- **Supplied passage**
*** Begin section ***

However, unlike more recent action films like Jack Reacher or Stallone's endless Expendables, Bullet to the Head is a pleasing, solid genre flick. Part of the appeal, along with the impressive fight scenes and laughably elaborate set-ups, is that the film knows when it's being silly. ''What are we, f**king Vikings?'' Stallone bellows right before he and Momoa come to blows. Slater is a perfectly ratty little lawyer who, when tied to a chair and being threatened with bodily harm, sneers, ''There's nothing you can do to men that I haven't done to myself for fun!''

Stallone gets the best lines, usually tossed-off phrases like suggesting someone's bullet wounds could be fixed up with ''a band-aid and a blow pop,'' but he's also saddled with some of the worst. His interactions with his reluctant partner, a handsome cop named Taylor Kwon (Sung Kang), slow the movie down to a glacier's pace. One might imagine that director Walter Hill is trying to recall the dicey racial tension in the 48 Hrs. movies between Eddie Murphy and Nick Nolte, but it doesn't translate here at all. Jimmy Bobo's ribbing of Taylor isn't just unfunny, it's boring. There's nothing particularly clever about any of the written jokes about tea leaves, Confucius, samurai, and so forth; while Kang's character is supposed to be annoyed by this ''banter,'' it looks like Kang himself isn't all that thrilled.

*** End section ***

- **Tasks to complete**
1 – In the film review, which actor plays the cop Taylor Kwon?
2 – Carry on the review of Bullet to the Head, beginning directly after its final sentence.
The items that come next are separate material and bear no relation to the film review.

- **Study material**
*** Begin section ***

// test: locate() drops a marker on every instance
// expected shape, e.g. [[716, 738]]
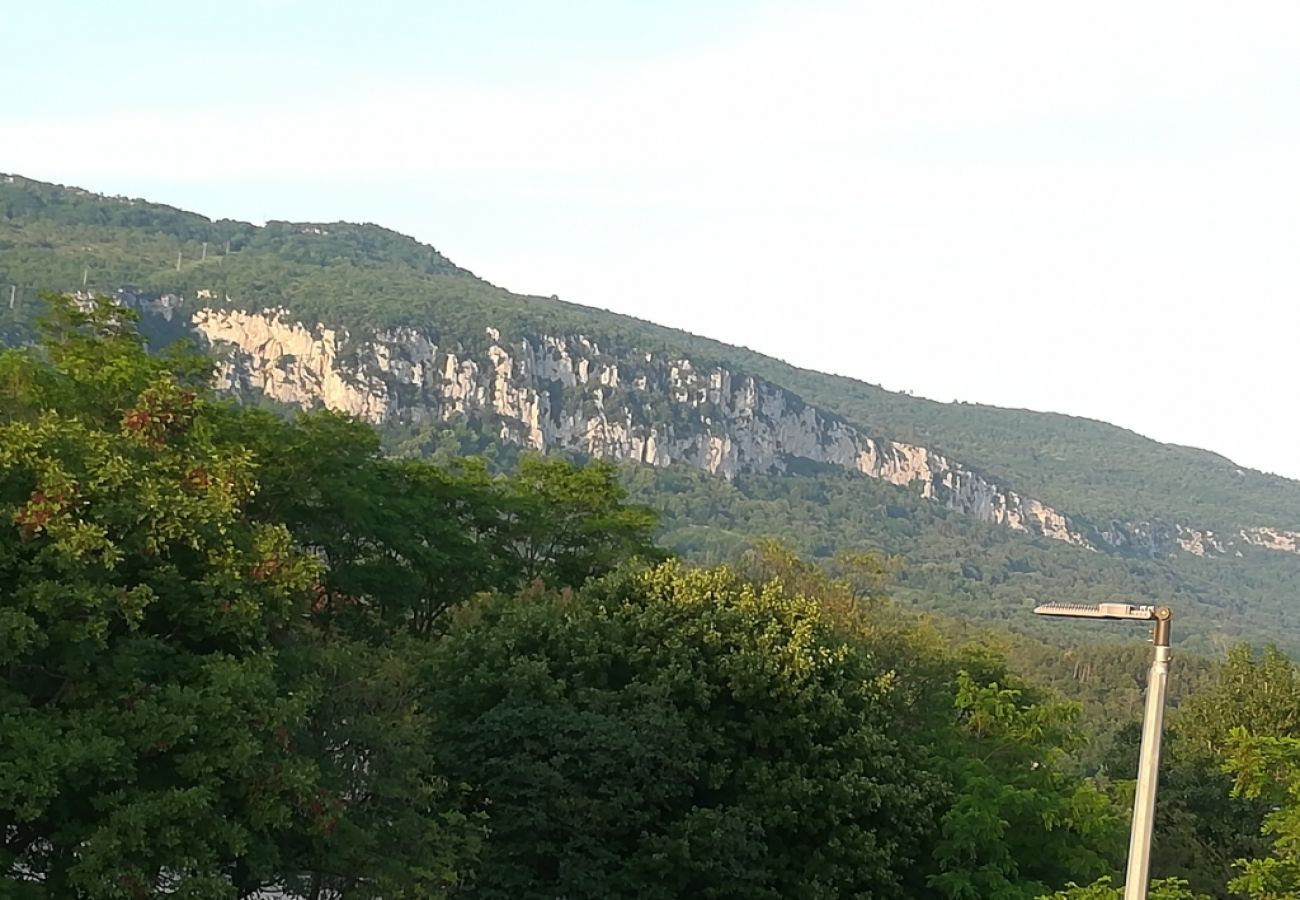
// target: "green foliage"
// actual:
[[213, 628], [1021, 820], [1269, 767], [963, 567], [668, 734], [1165, 888]]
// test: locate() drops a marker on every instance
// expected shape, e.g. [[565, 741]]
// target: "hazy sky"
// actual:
[[1090, 208]]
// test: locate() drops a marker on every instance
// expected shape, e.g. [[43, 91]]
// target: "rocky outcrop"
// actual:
[[566, 393], [1273, 539]]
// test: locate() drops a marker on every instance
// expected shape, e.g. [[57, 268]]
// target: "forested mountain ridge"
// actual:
[[372, 323]]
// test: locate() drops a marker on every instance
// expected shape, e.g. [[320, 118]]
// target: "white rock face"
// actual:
[[564, 393], [1273, 539]]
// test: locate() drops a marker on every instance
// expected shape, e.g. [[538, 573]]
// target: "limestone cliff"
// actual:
[[563, 393], [567, 393]]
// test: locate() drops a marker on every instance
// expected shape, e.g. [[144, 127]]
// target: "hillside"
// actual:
[[988, 506]]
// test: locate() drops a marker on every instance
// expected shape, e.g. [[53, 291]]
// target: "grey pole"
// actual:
[[1138, 875]]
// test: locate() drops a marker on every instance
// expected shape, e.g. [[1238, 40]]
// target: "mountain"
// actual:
[[987, 506]]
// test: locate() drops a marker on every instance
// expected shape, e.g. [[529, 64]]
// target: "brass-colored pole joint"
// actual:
[[1164, 624]]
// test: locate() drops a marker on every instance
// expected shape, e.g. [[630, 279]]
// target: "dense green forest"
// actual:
[[248, 653]]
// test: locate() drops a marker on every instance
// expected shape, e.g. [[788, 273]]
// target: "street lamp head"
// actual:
[[1099, 611]]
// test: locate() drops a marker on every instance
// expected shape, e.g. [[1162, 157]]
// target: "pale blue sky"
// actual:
[[1090, 208]]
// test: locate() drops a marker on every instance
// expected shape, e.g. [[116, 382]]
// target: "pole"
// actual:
[[1138, 877]]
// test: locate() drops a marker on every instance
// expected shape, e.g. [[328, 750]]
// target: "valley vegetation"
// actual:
[[365, 277], [246, 654]]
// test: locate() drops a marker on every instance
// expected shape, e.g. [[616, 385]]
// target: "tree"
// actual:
[[1019, 822], [178, 715], [1166, 888], [1268, 767], [572, 523], [674, 734], [146, 710]]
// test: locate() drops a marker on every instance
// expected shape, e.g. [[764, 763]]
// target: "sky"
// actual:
[[1084, 208]]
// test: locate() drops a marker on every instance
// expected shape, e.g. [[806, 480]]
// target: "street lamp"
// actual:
[[1148, 764]]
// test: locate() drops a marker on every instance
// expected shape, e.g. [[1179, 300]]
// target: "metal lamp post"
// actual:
[[1148, 765]]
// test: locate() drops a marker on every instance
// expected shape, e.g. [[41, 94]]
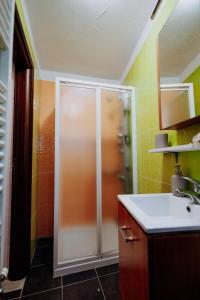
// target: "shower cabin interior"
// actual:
[[95, 153]]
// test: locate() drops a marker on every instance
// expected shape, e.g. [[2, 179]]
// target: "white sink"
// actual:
[[162, 212]]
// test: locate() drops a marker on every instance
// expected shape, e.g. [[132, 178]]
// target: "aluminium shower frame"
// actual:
[[100, 259]]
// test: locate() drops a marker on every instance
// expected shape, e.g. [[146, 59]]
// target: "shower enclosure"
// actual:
[[95, 159]]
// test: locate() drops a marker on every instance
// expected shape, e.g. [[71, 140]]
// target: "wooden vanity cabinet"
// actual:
[[163, 266]]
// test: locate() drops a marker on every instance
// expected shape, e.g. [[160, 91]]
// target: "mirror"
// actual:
[[179, 61]]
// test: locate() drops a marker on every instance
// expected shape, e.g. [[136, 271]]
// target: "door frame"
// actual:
[[20, 228]]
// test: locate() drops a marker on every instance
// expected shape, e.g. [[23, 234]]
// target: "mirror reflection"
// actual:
[[179, 51]]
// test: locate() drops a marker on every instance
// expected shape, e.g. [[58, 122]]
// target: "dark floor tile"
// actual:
[[107, 269], [80, 276], [110, 285], [40, 279], [43, 255], [11, 295], [49, 295], [45, 241], [86, 290]]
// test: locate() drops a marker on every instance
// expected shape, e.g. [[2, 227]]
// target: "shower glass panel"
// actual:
[[93, 156], [77, 232], [115, 139]]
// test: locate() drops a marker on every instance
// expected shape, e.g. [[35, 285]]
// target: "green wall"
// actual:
[[155, 170], [195, 79]]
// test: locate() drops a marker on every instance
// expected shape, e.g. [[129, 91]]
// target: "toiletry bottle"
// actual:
[[177, 181]]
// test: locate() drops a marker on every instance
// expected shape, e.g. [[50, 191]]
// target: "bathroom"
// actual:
[[101, 127]]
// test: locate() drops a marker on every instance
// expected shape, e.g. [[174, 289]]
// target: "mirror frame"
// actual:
[[184, 124]]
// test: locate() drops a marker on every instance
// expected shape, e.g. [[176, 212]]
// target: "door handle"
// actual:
[[127, 235]]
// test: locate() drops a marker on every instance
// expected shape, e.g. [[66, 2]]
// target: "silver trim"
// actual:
[[98, 171], [56, 173], [86, 266]]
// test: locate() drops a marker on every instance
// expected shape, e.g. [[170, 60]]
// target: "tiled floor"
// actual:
[[95, 284]]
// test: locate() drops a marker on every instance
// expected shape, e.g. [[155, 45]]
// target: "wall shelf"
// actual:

*** End section ***

- **Task responses**
1 – Sung Kang.

2 –
Bullet to the Head is no masterpiece, let's be clear. Plunking down Stallone et al. in New Orleans creates a cognitive dissonance that's laughable at best. Momoa, who plays a vicious mercenary, looks hilariously out of place in the redneck bar we first see him in; he's really born to play characters like Khal Drago in Game of Thrones, where he just has to ride a horse and look like a dangerous-but-sexy warrior. People seem impossible to kill; often it takes, you know, a bullet to the head to finally keep 'em down. And that daughter of Jimmy's, Sarah? She is a tattoo artist with one year of medical school under her belt, so she's pretty swell when it comes to basic medical procedures. Like bullet removal.

But let's go back to all those boobies. This is an R-rated movie with plenty of violence and drugs and nudity, and that is fine by me. I do not mind looking at good-looking naked people, not in the least. When the first character we meet is a prostitute who is merely referred to as a hooker for a good chunk of the movie, and that's really one of the only female characters we meet, that's a problem. When Lisa's mom is referred to as a dead hooker junky, that's a trend. And when Lisa is lounging in the bathtub and Taylor breaks into her house for, well, whatever reason he and Jimmy came up with, and she runs into him in her living room when she's wearing nothing but a towel and we can see her butt and breasts, it makes me scratch my head a little. Look, this is an action movie, and one based on a comic book to boot, so I'm not expecting Tennessee Williams here, but give me a break. There were probably some women at the Garden District party who were clothed, but the great majority of women in the movie are naked and/or referred to as totally disposable, which is a frankly sickening trend in an otherwise enjoyable movie. It would have been better to leave all of the female characters on the cutting room floor and be done with it than treat them with such matter-of-fact contempt. Sadly, this gross undercurrent knocks my original star rating down a half.

Bullet to the Head is not a summer blockbuster, but it's better than the typical January dregs. Spring can't come soon enough. rated this film 2 1/2 stars.